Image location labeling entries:

++++++

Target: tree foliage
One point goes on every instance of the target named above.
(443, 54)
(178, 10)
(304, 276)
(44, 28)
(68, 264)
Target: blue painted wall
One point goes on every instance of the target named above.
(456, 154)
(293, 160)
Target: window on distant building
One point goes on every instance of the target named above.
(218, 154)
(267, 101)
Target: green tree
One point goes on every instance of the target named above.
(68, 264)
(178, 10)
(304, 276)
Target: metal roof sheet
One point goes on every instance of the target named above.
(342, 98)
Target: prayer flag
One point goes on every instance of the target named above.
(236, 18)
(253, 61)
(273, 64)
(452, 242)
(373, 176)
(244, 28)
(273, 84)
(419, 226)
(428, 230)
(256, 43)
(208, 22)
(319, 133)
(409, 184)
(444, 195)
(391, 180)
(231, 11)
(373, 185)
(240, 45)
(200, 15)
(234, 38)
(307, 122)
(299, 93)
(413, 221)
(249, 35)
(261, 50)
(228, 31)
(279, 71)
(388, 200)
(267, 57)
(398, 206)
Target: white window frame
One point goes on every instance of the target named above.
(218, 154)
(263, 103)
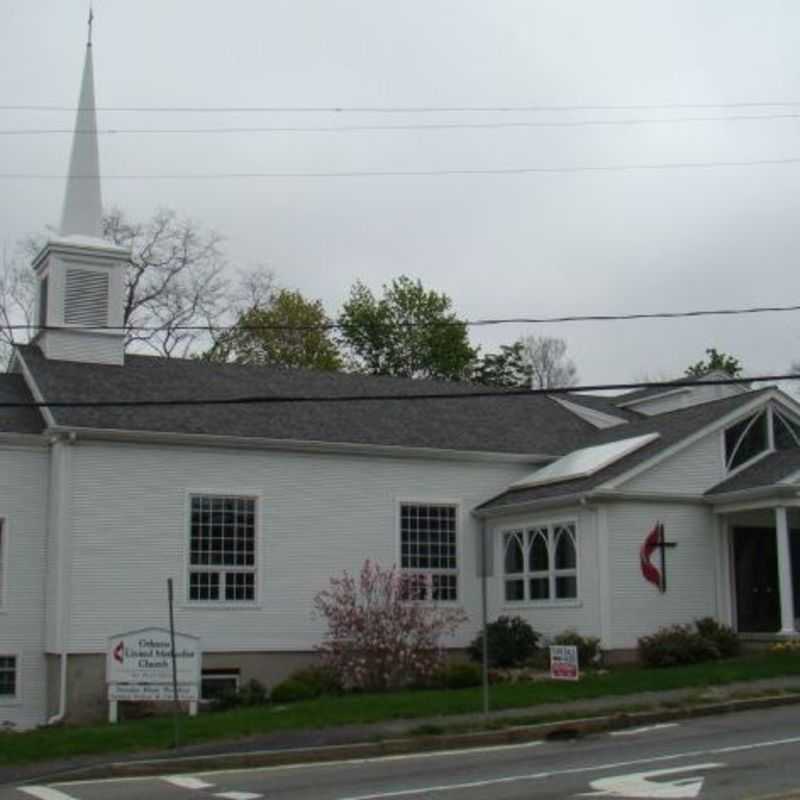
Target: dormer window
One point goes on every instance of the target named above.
(786, 432)
(767, 430)
(745, 440)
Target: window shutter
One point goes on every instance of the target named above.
(86, 298)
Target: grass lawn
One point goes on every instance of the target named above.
(156, 734)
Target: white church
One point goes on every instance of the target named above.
(250, 509)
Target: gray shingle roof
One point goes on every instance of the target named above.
(18, 420)
(672, 426)
(767, 471)
(514, 424)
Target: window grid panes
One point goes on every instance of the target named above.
(222, 549)
(8, 676)
(540, 564)
(428, 548)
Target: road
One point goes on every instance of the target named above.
(748, 755)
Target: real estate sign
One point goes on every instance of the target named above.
(564, 662)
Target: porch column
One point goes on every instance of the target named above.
(785, 571)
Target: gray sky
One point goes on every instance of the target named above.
(499, 245)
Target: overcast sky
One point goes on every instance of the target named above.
(499, 245)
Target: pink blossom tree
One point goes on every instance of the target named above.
(382, 633)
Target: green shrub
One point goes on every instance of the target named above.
(458, 676)
(320, 678)
(291, 690)
(511, 642)
(253, 693)
(725, 639)
(676, 645)
(588, 646)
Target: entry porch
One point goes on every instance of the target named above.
(760, 569)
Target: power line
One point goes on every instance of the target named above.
(420, 109)
(388, 173)
(466, 395)
(715, 312)
(430, 126)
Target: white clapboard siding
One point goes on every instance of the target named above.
(693, 470)
(319, 515)
(551, 619)
(23, 498)
(637, 607)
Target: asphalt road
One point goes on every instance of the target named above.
(749, 755)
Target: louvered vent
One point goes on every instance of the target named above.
(86, 301)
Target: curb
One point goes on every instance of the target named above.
(514, 734)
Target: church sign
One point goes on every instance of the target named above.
(139, 667)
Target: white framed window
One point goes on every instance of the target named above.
(9, 678)
(540, 563)
(222, 549)
(429, 548)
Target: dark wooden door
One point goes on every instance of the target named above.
(755, 556)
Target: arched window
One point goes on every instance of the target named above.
(540, 564)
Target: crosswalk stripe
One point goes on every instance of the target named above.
(45, 793)
(239, 795)
(187, 782)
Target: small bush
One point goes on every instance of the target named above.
(458, 676)
(291, 690)
(725, 639)
(676, 645)
(253, 693)
(511, 642)
(588, 646)
(320, 678)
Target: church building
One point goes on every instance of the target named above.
(612, 516)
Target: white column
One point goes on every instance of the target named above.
(785, 571)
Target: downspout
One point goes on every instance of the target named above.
(60, 515)
(485, 621)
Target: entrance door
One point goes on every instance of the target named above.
(755, 557)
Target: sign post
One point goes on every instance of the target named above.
(146, 665)
(564, 663)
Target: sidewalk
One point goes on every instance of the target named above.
(363, 741)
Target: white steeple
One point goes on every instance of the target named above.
(83, 205)
(81, 276)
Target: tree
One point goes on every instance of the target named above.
(716, 362)
(381, 633)
(538, 362)
(285, 329)
(176, 287)
(409, 332)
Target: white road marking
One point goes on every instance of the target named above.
(186, 782)
(317, 764)
(535, 776)
(45, 793)
(645, 729)
(637, 785)
(239, 795)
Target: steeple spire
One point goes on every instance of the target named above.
(83, 206)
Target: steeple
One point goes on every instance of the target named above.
(82, 277)
(83, 205)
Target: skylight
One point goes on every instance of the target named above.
(584, 462)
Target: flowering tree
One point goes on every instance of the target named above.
(381, 634)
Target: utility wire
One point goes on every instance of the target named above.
(422, 109)
(714, 312)
(430, 126)
(390, 173)
(466, 395)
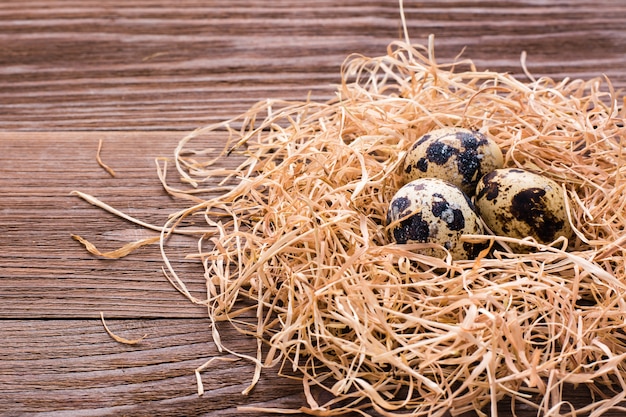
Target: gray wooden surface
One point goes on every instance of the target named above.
(138, 75)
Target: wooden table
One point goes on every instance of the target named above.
(138, 76)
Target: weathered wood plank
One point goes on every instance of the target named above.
(152, 66)
(72, 367)
(44, 272)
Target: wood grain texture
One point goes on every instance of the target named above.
(98, 65)
(138, 75)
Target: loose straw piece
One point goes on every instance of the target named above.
(296, 254)
(101, 163)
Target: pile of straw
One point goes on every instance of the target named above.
(296, 235)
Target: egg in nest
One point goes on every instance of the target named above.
(518, 203)
(430, 210)
(457, 155)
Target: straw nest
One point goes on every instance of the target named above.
(297, 235)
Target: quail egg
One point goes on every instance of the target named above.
(518, 203)
(457, 155)
(434, 211)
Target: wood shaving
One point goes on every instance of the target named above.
(299, 232)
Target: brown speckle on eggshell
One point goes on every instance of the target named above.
(518, 203)
(456, 155)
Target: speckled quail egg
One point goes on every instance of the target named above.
(457, 155)
(434, 211)
(518, 203)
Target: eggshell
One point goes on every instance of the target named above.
(519, 203)
(434, 211)
(456, 155)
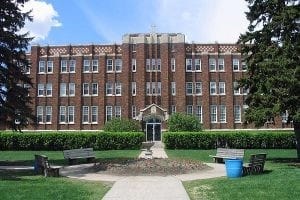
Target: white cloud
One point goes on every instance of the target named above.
(44, 19)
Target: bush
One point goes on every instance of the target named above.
(122, 125)
(70, 140)
(182, 122)
(240, 140)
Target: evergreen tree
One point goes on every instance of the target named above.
(271, 47)
(14, 100)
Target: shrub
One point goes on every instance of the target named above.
(122, 125)
(241, 139)
(182, 122)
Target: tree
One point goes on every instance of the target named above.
(14, 99)
(271, 47)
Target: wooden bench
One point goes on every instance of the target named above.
(42, 166)
(224, 153)
(74, 154)
(256, 164)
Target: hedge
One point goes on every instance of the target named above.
(236, 139)
(70, 140)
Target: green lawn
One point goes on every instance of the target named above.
(280, 180)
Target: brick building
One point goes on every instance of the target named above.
(147, 77)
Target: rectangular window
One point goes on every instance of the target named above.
(94, 114)
(173, 88)
(85, 89)
(63, 66)
(95, 89)
(86, 66)
(109, 65)
(197, 65)
(95, 65)
(237, 113)
(48, 114)
(39, 114)
(62, 114)
(173, 64)
(63, 89)
(212, 64)
(118, 65)
(108, 113)
(235, 64)
(213, 114)
(85, 114)
(198, 88)
(188, 65)
(72, 65)
(222, 88)
(50, 67)
(133, 65)
(189, 88)
(221, 66)
(133, 88)
(222, 113)
(213, 88)
(42, 67)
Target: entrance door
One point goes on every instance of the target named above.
(153, 131)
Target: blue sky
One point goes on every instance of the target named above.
(58, 22)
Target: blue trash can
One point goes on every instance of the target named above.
(234, 168)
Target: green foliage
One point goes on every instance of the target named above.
(182, 122)
(122, 125)
(240, 140)
(70, 140)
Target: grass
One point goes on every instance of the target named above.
(280, 180)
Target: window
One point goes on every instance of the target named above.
(197, 65)
(133, 88)
(85, 114)
(108, 113)
(173, 64)
(49, 89)
(188, 65)
(50, 67)
(86, 66)
(222, 113)
(212, 64)
(198, 88)
(118, 89)
(72, 64)
(133, 65)
(39, 114)
(109, 65)
(63, 66)
(109, 89)
(221, 66)
(48, 114)
(95, 65)
(63, 89)
(213, 113)
(42, 67)
(94, 114)
(235, 64)
(85, 89)
(222, 88)
(95, 89)
(189, 88)
(118, 65)
(213, 88)
(237, 113)
(173, 88)
(199, 113)
(62, 114)
(189, 109)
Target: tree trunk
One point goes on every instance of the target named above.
(297, 134)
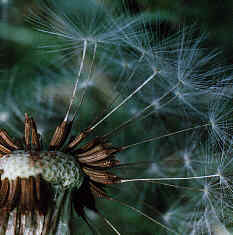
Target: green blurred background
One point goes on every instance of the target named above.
(18, 55)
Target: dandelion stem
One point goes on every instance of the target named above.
(125, 100)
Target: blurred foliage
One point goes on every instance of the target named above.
(18, 41)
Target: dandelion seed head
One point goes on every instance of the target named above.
(60, 169)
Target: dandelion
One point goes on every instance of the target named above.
(127, 127)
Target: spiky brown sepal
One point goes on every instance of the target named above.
(26, 194)
(25, 206)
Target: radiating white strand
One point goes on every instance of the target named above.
(76, 83)
(125, 100)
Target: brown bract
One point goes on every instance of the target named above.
(27, 205)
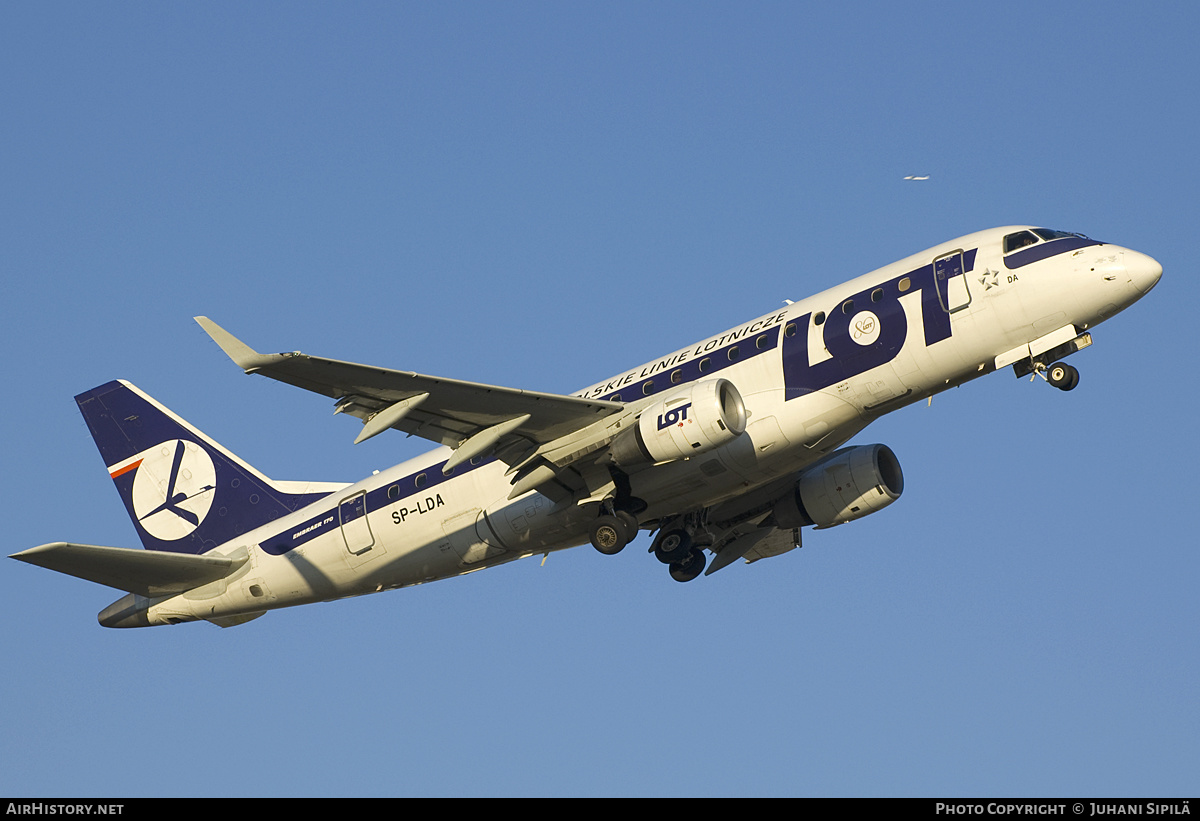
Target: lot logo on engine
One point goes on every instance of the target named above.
(673, 417)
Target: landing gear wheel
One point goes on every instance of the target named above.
(1063, 377)
(609, 534)
(672, 546)
(690, 567)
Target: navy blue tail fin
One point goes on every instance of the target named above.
(184, 492)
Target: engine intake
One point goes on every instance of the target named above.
(684, 423)
(849, 484)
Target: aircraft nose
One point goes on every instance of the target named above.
(1144, 271)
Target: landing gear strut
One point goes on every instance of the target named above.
(673, 546)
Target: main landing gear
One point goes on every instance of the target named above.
(673, 546)
(611, 532)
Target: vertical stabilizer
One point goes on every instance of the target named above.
(184, 491)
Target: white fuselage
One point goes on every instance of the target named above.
(811, 376)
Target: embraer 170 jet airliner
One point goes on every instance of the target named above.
(727, 445)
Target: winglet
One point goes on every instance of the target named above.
(245, 357)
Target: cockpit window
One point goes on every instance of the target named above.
(1049, 233)
(1019, 240)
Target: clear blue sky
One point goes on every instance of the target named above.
(541, 196)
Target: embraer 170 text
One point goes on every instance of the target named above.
(729, 445)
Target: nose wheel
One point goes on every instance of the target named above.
(1063, 377)
(1060, 375)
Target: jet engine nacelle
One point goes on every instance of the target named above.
(684, 423)
(847, 485)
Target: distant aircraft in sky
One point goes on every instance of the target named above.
(727, 447)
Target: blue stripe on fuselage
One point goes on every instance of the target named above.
(406, 487)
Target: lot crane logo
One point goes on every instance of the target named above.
(173, 487)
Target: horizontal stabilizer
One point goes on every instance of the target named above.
(143, 571)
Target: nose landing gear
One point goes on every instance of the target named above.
(1061, 376)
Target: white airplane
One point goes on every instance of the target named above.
(727, 445)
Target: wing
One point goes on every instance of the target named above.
(520, 426)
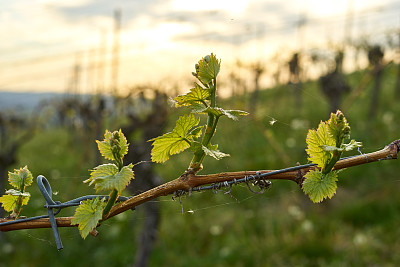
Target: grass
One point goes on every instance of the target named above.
(358, 227)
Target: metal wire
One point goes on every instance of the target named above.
(45, 189)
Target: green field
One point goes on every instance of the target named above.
(282, 227)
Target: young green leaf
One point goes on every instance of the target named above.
(176, 141)
(218, 112)
(20, 178)
(207, 69)
(338, 127)
(107, 177)
(319, 186)
(88, 215)
(197, 95)
(212, 150)
(114, 146)
(9, 201)
(316, 141)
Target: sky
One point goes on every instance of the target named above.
(64, 46)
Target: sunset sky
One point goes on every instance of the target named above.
(48, 44)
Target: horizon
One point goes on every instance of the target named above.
(69, 47)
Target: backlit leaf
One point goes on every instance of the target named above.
(319, 186)
(208, 69)
(20, 177)
(212, 150)
(316, 141)
(113, 141)
(107, 177)
(197, 95)
(218, 112)
(176, 141)
(88, 215)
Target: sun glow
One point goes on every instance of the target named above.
(230, 6)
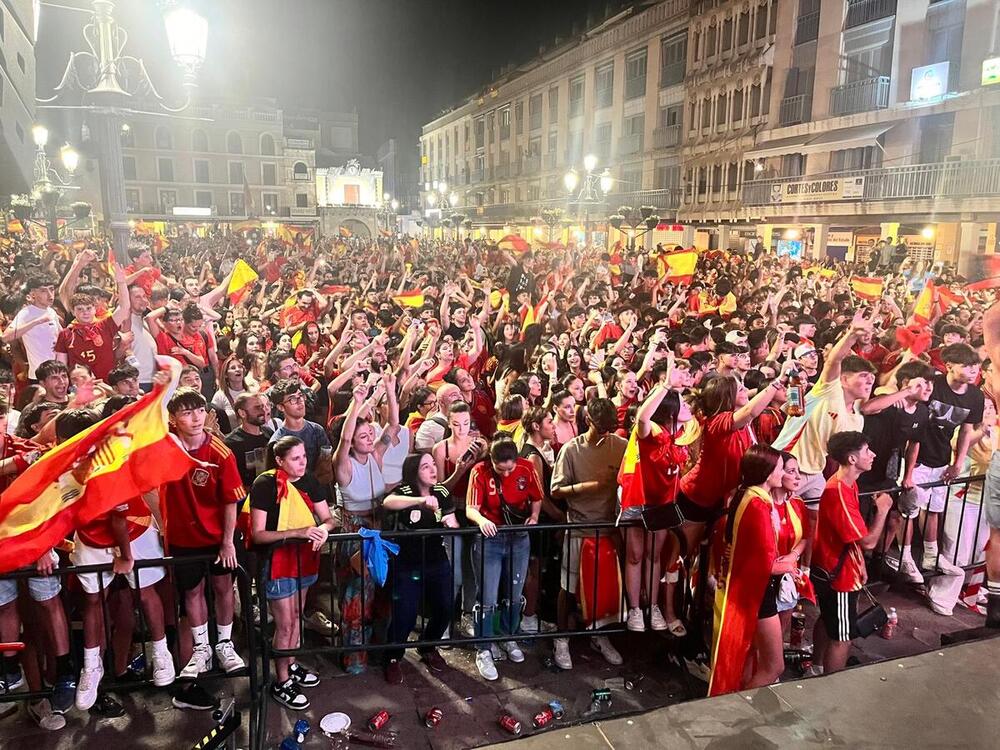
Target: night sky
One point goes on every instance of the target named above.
(397, 62)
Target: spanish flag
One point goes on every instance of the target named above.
(239, 284)
(412, 298)
(120, 457)
(678, 266)
(866, 288)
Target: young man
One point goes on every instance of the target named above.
(199, 516)
(120, 537)
(838, 556)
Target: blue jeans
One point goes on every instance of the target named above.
(500, 561)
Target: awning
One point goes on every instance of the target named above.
(859, 136)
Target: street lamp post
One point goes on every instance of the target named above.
(109, 78)
(593, 188)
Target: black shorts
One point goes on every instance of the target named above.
(188, 575)
(769, 604)
(838, 610)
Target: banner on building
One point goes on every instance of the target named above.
(813, 191)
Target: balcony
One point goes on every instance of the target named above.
(795, 109)
(860, 96)
(630, 144)
(667, 136)
(860, 12)
(807, 28)
(941, 180)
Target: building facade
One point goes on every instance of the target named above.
(18, 33)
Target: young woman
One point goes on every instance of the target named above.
(421, 571)
(285, 504)
(747, 645)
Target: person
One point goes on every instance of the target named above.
(421, 572)
(199, 517)
(585, 477)
(286, 503)
(503, 492)
(746, 643)
(841, 539)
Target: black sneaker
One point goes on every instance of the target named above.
(195, 697)
(302, 676)
(289, 696)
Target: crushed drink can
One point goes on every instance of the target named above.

++++++

STATED GOAL: Reproduce nothing but the lines from the line containing "Target: black shorts" to the last line of the data, each exactly as written.

CORRECT ANSWER:
Target: black shorts
One point goes on every instance of the target named above.
(188, 575)
(769, 604)
(838, 610)
Target: banner on building
One point goes on every instance of the target named above.
(813, 191)
Target: balcony
One point goes on every instance of the target named above.
(795, 109)
(860, 96)
(630, 144)
(667, 136)
(860, 12)
(807, 28)
(941, 180)
Target: building facade
One point goes on every instance of the target named above.
(18, 33)
Target: young woman
One point goes on every instance of the target named above.
(421, 571)
(285, 504)
(747, 645)
Target: person
One point goes on every instance of the target named above.
(421, 572)
(199, 517)
(585, 477)
(286, 503)
(503, 492)
(746, 643)
(841, 539)
Target: black sneaker
One point goes on every instance of the target named above.
(195, 697)
(302, 676)
(289, 696)
Target: crushed drink can
One point goes on every instance of the target named above.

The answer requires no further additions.